■ **What is expected**
Pull out each line in the entries below that contains the word "fence" and copy it in full.

■ **Records shown**
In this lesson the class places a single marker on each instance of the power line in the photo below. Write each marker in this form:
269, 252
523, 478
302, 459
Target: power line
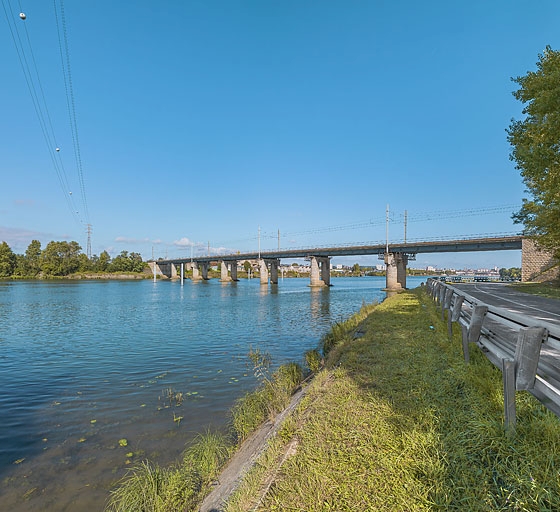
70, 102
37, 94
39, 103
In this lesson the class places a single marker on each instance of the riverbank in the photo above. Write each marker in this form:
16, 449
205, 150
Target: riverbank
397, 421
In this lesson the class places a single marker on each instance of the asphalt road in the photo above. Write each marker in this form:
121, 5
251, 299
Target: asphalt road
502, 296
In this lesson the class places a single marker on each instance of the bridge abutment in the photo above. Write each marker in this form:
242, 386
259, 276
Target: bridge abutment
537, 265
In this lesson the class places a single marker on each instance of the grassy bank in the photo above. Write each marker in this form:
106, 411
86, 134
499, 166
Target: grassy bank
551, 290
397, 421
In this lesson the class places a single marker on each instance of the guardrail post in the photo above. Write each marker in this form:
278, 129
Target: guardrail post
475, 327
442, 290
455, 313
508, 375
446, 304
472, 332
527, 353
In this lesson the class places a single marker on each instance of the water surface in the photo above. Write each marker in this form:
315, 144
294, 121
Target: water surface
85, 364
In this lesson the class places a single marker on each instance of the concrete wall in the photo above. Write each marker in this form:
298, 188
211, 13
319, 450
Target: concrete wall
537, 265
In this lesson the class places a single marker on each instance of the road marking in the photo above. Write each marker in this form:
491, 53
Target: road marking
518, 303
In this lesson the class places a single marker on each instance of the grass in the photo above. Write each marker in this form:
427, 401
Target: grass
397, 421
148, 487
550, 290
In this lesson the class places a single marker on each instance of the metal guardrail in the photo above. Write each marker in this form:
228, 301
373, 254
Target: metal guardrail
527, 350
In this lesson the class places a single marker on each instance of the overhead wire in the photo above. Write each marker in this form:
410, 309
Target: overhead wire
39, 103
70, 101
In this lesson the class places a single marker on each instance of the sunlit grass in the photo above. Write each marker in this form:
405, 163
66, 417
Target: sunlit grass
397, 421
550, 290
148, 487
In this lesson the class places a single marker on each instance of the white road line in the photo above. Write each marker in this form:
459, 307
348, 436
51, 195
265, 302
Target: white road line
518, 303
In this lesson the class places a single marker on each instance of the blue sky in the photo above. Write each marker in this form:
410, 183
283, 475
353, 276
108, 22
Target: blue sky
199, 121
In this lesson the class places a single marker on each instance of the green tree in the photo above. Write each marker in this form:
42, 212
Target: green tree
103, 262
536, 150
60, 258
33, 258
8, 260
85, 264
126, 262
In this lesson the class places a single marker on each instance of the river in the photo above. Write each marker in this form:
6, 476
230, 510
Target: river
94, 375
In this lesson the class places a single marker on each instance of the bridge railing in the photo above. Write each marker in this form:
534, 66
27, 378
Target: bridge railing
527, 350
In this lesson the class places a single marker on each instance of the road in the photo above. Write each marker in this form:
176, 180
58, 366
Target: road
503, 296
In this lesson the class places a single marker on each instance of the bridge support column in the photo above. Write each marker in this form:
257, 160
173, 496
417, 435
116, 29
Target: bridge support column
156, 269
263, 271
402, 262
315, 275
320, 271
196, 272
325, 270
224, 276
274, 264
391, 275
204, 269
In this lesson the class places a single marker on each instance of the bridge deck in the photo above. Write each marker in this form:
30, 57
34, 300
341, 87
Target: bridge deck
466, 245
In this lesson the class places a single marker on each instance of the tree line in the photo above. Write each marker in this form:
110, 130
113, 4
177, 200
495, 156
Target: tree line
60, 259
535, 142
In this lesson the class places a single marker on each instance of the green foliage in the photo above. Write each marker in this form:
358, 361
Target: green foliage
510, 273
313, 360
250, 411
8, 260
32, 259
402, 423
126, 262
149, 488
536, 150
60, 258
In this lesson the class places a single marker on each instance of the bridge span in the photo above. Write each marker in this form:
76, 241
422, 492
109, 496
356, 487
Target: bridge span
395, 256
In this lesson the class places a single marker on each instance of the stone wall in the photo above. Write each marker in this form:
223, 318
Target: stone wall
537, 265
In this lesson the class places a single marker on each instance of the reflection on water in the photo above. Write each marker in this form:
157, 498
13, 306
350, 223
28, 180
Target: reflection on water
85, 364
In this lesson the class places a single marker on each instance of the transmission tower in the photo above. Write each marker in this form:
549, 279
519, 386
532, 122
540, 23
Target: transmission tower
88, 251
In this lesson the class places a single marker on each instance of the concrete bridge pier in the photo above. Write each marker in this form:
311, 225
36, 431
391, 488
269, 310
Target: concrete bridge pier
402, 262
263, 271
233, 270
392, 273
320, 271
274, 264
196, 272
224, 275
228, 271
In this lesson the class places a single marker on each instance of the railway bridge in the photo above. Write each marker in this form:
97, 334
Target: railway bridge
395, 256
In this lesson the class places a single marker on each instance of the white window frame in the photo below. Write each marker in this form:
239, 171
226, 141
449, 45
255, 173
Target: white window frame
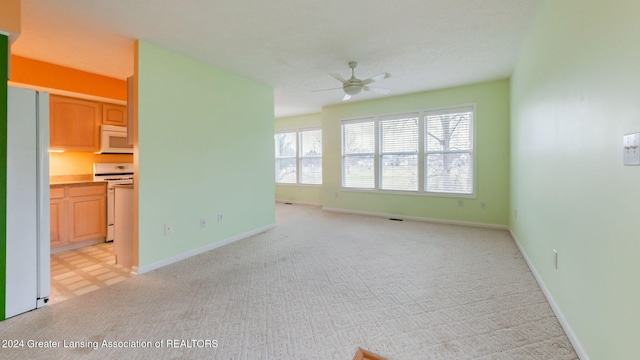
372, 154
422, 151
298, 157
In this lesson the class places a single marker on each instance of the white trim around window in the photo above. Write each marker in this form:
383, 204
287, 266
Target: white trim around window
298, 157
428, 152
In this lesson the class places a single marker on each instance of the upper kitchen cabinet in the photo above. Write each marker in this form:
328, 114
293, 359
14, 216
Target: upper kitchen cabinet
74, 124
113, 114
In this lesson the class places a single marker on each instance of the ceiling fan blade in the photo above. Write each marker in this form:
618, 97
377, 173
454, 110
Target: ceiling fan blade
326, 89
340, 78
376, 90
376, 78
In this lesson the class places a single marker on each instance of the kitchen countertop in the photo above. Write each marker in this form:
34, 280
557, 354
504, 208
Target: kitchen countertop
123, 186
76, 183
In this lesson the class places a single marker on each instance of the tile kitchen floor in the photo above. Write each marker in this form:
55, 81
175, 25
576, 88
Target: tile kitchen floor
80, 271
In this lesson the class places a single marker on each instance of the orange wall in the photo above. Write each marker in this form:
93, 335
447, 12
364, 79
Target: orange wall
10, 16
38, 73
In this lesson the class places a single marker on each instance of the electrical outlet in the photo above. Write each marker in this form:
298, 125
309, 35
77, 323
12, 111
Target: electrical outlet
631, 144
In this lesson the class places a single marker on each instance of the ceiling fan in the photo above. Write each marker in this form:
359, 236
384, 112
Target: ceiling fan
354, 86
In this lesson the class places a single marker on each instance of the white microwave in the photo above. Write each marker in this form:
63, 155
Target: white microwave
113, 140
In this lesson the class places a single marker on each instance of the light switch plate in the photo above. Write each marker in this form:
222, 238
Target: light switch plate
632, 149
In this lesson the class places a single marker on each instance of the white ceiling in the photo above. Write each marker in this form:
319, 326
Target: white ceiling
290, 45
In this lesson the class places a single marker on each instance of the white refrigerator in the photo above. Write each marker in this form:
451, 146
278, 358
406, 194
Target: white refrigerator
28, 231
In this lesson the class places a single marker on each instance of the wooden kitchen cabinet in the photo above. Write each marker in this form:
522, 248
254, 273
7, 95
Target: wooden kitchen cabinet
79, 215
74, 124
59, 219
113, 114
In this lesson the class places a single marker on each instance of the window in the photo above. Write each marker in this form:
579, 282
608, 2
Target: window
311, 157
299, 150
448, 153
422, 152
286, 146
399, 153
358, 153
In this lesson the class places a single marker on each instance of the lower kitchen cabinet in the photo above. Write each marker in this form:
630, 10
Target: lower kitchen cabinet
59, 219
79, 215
* * *
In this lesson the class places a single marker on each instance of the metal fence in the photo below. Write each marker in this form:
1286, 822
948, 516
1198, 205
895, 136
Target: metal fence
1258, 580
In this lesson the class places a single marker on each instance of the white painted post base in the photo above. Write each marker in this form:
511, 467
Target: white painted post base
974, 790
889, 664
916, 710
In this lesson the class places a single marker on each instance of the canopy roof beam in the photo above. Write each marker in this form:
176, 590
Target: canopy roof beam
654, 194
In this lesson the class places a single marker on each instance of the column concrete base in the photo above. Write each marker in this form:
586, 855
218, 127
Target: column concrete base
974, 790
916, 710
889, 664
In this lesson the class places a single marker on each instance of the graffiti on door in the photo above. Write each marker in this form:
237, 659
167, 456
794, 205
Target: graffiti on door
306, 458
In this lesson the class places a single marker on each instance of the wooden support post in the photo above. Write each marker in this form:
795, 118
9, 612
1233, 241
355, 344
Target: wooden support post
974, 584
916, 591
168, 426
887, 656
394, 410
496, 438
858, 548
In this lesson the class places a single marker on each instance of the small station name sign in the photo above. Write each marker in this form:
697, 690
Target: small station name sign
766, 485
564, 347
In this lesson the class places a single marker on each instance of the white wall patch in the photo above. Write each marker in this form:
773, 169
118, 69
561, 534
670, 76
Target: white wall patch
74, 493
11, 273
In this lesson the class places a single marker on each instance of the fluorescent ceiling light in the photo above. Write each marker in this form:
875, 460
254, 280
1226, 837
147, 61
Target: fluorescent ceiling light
--
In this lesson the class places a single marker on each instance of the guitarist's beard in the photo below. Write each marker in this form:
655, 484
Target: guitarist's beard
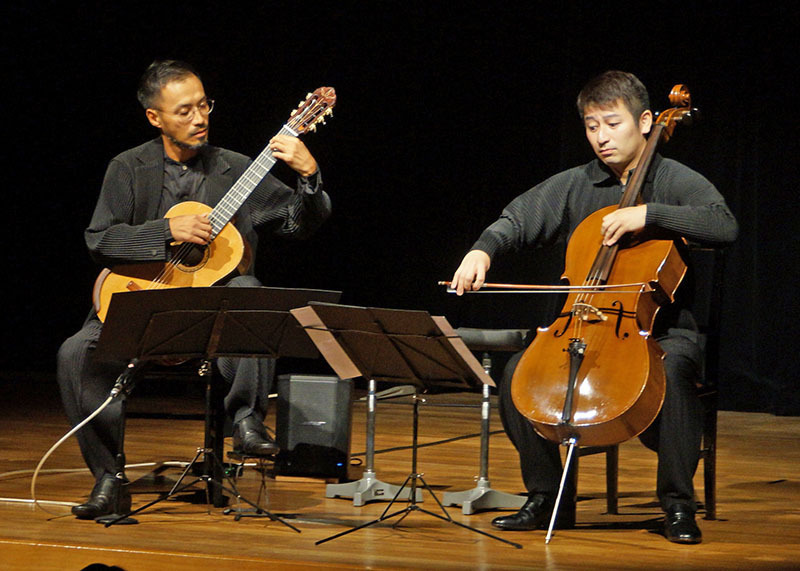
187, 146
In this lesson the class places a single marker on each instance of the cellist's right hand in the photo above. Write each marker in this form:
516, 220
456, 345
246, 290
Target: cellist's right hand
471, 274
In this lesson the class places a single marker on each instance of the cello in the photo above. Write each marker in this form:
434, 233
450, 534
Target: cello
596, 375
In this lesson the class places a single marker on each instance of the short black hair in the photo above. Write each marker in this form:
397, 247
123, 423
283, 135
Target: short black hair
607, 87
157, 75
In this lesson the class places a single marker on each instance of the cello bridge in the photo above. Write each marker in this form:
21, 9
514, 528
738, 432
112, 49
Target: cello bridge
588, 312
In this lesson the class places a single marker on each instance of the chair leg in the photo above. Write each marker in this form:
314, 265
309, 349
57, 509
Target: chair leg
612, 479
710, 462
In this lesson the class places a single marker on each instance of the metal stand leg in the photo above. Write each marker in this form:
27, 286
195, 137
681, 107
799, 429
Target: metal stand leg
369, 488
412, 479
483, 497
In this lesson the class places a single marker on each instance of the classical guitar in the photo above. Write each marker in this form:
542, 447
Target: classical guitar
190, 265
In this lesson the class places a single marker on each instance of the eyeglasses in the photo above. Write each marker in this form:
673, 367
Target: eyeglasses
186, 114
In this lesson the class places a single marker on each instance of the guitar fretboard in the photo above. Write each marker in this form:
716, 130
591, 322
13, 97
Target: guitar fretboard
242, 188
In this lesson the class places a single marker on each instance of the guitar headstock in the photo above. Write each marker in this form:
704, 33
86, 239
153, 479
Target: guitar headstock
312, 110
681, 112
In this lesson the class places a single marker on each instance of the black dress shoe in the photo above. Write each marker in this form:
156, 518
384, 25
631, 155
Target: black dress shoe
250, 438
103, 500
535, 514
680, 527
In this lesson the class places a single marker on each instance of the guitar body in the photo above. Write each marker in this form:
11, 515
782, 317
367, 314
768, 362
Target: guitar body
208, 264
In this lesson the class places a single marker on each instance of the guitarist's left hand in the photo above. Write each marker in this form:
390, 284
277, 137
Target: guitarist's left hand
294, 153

■ **The answer**
In this lesson the class places a single marker on each instance of the metal fence in the photo below. Write each marker in this form:
Target: metal fence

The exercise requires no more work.